-------- Material for this task --------
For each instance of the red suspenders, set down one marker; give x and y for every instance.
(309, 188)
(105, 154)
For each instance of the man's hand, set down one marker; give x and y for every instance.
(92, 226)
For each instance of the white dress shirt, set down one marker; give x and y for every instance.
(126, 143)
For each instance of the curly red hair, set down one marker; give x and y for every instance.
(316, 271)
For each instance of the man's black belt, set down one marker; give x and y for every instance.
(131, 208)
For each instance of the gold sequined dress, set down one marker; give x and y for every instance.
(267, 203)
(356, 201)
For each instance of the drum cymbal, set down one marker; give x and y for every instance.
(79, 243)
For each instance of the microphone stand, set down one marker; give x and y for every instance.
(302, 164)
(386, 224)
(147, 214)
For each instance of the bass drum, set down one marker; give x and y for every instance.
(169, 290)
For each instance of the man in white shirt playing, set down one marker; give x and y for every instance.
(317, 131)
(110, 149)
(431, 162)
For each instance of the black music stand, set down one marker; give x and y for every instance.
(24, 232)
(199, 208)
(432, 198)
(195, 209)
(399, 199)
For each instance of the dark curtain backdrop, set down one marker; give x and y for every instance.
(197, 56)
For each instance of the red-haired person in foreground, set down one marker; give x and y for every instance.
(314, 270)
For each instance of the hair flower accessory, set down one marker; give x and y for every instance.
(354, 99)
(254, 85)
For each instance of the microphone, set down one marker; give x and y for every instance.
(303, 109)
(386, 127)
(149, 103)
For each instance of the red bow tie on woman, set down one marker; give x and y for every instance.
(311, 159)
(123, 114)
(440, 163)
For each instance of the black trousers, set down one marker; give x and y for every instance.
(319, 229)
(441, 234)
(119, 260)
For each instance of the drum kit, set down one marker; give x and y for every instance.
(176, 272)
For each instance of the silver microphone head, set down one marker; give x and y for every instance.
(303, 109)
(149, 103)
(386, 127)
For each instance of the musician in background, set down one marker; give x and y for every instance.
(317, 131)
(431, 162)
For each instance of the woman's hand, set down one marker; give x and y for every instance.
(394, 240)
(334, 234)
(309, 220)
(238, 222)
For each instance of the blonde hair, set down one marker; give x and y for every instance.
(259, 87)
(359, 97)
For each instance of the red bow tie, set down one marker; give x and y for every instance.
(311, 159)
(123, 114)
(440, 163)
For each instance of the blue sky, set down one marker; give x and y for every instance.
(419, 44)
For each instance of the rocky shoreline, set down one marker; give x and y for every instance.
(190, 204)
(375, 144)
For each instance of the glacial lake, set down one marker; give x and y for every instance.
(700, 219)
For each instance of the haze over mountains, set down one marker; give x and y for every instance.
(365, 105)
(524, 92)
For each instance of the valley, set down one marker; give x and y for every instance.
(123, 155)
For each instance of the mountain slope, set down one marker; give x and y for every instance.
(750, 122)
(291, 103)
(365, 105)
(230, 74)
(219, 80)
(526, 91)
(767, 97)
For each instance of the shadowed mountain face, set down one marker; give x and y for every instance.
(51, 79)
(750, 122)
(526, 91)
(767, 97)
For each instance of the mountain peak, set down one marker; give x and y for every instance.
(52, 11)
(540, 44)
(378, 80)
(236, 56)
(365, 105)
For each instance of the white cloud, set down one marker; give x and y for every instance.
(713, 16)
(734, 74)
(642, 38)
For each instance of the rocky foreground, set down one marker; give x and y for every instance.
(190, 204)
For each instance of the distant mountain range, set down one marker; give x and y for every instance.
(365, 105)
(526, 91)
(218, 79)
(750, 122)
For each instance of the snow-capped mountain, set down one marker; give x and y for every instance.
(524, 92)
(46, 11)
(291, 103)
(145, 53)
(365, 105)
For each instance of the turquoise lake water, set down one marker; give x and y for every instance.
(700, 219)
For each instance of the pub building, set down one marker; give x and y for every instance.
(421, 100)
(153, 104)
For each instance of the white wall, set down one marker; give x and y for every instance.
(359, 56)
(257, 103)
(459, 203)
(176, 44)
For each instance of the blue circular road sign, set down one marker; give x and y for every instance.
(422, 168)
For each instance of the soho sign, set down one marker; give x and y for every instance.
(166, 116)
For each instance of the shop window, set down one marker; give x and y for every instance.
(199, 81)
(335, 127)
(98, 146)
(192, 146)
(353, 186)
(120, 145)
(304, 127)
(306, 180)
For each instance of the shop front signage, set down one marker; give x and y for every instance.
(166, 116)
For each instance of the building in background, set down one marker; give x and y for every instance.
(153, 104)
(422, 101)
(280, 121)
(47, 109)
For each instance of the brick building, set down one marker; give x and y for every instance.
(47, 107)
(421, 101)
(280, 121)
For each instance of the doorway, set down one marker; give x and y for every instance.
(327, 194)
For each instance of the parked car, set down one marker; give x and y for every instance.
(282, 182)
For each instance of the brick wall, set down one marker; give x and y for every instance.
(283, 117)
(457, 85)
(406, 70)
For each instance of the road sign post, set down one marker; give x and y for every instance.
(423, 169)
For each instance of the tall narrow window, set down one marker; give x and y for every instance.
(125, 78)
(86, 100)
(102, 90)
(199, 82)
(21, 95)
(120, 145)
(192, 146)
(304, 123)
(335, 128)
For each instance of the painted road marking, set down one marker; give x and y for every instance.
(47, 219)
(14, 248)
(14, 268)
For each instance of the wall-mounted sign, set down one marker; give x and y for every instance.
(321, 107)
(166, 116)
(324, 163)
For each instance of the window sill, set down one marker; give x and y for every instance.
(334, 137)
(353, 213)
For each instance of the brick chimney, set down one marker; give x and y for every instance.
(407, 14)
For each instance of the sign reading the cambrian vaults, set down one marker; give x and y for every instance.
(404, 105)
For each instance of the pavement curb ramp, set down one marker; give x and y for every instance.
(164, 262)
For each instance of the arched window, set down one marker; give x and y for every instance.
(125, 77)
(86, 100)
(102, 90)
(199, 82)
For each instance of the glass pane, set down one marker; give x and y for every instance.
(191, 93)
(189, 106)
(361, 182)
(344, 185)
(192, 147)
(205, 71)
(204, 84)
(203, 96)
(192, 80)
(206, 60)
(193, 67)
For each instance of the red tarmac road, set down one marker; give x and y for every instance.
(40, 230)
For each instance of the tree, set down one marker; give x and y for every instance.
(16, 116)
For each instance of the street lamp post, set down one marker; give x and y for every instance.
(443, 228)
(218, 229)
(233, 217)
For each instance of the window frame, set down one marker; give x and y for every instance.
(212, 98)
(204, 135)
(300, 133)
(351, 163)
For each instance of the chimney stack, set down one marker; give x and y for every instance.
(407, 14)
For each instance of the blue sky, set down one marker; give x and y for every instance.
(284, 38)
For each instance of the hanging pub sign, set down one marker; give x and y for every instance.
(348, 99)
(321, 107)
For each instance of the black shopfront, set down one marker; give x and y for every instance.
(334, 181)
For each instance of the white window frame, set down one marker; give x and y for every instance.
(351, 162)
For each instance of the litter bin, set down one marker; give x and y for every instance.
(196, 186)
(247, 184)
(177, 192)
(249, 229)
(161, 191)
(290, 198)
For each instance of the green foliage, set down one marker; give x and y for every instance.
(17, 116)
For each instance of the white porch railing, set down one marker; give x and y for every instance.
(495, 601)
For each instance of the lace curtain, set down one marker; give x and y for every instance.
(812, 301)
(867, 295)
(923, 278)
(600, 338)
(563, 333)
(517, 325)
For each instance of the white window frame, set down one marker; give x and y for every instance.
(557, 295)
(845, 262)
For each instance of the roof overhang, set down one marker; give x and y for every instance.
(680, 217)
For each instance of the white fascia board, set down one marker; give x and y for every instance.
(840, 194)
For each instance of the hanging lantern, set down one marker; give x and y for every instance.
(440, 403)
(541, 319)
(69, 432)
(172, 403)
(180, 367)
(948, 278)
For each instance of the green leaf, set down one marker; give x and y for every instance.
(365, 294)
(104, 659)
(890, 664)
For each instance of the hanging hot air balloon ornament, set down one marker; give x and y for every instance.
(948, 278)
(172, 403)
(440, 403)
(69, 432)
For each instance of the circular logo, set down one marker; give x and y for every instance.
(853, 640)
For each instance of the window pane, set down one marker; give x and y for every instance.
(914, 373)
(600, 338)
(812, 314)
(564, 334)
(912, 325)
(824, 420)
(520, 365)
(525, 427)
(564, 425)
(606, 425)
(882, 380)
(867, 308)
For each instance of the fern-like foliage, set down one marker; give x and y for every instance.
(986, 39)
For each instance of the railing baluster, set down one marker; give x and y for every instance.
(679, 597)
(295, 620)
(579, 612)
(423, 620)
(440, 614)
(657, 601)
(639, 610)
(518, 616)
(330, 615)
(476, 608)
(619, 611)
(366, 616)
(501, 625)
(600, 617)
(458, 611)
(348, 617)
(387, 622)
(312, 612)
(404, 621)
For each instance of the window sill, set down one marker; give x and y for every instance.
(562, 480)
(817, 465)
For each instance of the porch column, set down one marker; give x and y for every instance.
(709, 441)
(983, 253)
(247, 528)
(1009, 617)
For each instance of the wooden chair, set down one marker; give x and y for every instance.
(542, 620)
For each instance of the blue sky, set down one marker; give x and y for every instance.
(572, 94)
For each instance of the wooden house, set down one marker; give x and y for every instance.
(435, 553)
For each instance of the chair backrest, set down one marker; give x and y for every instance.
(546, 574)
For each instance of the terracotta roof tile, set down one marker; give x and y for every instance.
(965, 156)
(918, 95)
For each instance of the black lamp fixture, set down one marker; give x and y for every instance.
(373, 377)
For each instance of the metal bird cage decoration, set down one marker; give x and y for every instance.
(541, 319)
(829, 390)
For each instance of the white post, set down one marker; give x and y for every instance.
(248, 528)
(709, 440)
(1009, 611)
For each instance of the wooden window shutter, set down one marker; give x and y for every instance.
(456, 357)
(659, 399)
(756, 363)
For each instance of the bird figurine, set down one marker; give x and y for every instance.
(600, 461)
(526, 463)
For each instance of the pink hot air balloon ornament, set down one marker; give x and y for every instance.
--------
With the line containing "For each instance of the porch" as the first and the last line of the records as the final one, print exactly the lines in that span.

For each instance of the porch column, set down one marker; give x and y for every instance.
(709, 441)
(983, 253)
(247, 528)
(1009, 617)
For each instance of the wooden chair, set down one marker; give x and y for every instance.
(542, 620)
For each instance of the blue sky, set down one marker; give x and y for every instance.
(572, 94)
For each instance of the wooden house, set down one marker; give x and y for every instance.
(435, 553)
For each instance of the chair backrest, set down one marker; give x and y for every instance.
(546, 574)
For each instance of the terracotta roof tile, set down one marker; give x and y for every instance.
(965, 156)
(918, 95)
For each instance of the black lamp fixture, set down one marker; give x and y for every instance.
(373, 377)
For each instance of the metal bird cage decoration, set down one marker; give x and y for every instance.
(541, 319)
(829, 390)
For each instance of the white post, set down one marker; give x and y for every instance.
(248, 528)
(709, 440)
(1009, 611)
For each instance of the wooden window shutter, set down one marker; give x and y for every instance.
(456, 357)
(659, 399)
(756, 363)
For each instance of the bird figurine, set down one marker; give x and y for every instance.
(600, 461)
(526, 463)
For each instance of the pink hot air balloon ornament, set down one marker; give x and y for every instance.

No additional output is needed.